_Problem to work on_
Please quote the material exactly, every line of it.

Start of Listed entries

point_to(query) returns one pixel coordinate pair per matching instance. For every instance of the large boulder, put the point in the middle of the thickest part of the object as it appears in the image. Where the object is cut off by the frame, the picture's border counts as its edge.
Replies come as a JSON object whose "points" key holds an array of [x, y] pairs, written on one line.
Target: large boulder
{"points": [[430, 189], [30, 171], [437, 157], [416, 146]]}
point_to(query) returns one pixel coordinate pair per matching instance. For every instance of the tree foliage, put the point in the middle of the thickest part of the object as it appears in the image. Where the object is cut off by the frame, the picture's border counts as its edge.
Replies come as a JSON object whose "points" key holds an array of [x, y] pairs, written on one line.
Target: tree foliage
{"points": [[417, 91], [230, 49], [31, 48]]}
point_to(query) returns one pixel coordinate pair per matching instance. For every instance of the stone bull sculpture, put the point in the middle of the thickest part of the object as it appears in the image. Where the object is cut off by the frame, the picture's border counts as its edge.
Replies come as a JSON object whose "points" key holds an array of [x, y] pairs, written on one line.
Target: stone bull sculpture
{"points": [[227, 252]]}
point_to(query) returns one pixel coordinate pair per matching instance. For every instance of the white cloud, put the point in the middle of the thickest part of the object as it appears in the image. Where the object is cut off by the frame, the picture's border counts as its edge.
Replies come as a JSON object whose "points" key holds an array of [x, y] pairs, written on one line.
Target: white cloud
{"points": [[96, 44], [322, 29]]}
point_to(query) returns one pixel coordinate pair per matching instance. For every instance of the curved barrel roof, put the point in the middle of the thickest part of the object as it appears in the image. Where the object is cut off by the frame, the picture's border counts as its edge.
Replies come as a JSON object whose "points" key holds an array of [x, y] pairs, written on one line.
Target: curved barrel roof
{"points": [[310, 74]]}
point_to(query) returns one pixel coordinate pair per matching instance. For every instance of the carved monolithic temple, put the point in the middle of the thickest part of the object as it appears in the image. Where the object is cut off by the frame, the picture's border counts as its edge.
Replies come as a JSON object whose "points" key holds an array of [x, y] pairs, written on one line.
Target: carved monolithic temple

End of Listed entries

_Output below_
point_to(query) returns one pixel coordinate pair per matching instance. For every instance of the large boulder, put the point in the middle of the thickest part of the object as it appears in the image. Where the object is cut off by the frame, the picture's border counts as its edge.
Replies come as a JSON object whose "points" key holds an array of [x, y] pairs, written on one line.
Target: large boulder
{"points": [[430, 189], [30, 171], [437, 157], [416, 146]]}
point_to(query) returns one pixel coordinate pair per matching instance. For every instance of the tree foliage, put the point in the middle of the thickest part of the object as it appears in the image. Where the object is cut off by the frame, the picture's border counts as its edge.
Replies come as a JSON object whose "points" key holds an array of [x, y] pairs, written on one line.
Target: tree foliage
{"points": [[417, 91], [230, 49], [31, 48]]}
point_to(query) returns one pixel coordinate pair per matching instance. For every instance of the stone bull sculpture, put the point in the middle of the thickest part of the object as it appears in the image. Where the object is cut off by the frame, the picture's border counts as its edge.
Replies come as a JSON object whose "points" key holds an array of [x, y] pairs, written on one line.
Target: stone bull sculpture
{"points": [[227, 252]]}
point_to(query) returns one pixel coordinate pair per matching instance. For every instance of the white cloud, put the point in the middle of the thickest part of the object as it appears in the image. Where the object is cut off by the frame, the picture's border counts as its edge.
Replies come as a JSON object whose "points" key holds an array of [x, y] pairs, written on one line.
Target: white cloud
{"points": [[96, 44], [322, 29]]}
point_to(query) returns one pixel coordinate pair per matching instance. For every instance of the curved barrel roof, put the point in the middle of the thickest part of the object as it appears in the image. Where the object is cut off by the frame, the picture's border counts as its edge.
Replies come as a JSON object whose "points" key holds an array of [x, y] pairs, written on one line.
Target: curved barrel roof
{"points": [[310, 74]]}
point_to(query) returns one pixel coordinate pair per matching instance. For every instance of the carved monolithic temple, put the point in the middle of the thickest part of the object as it appears in the image. Where the object is cut off by the frame, the picture's border counts as its edge.
Replies come as a JSON object whose "points" key holds an array of [x, y] pairs, written on one line.
Target: carved monolithic temple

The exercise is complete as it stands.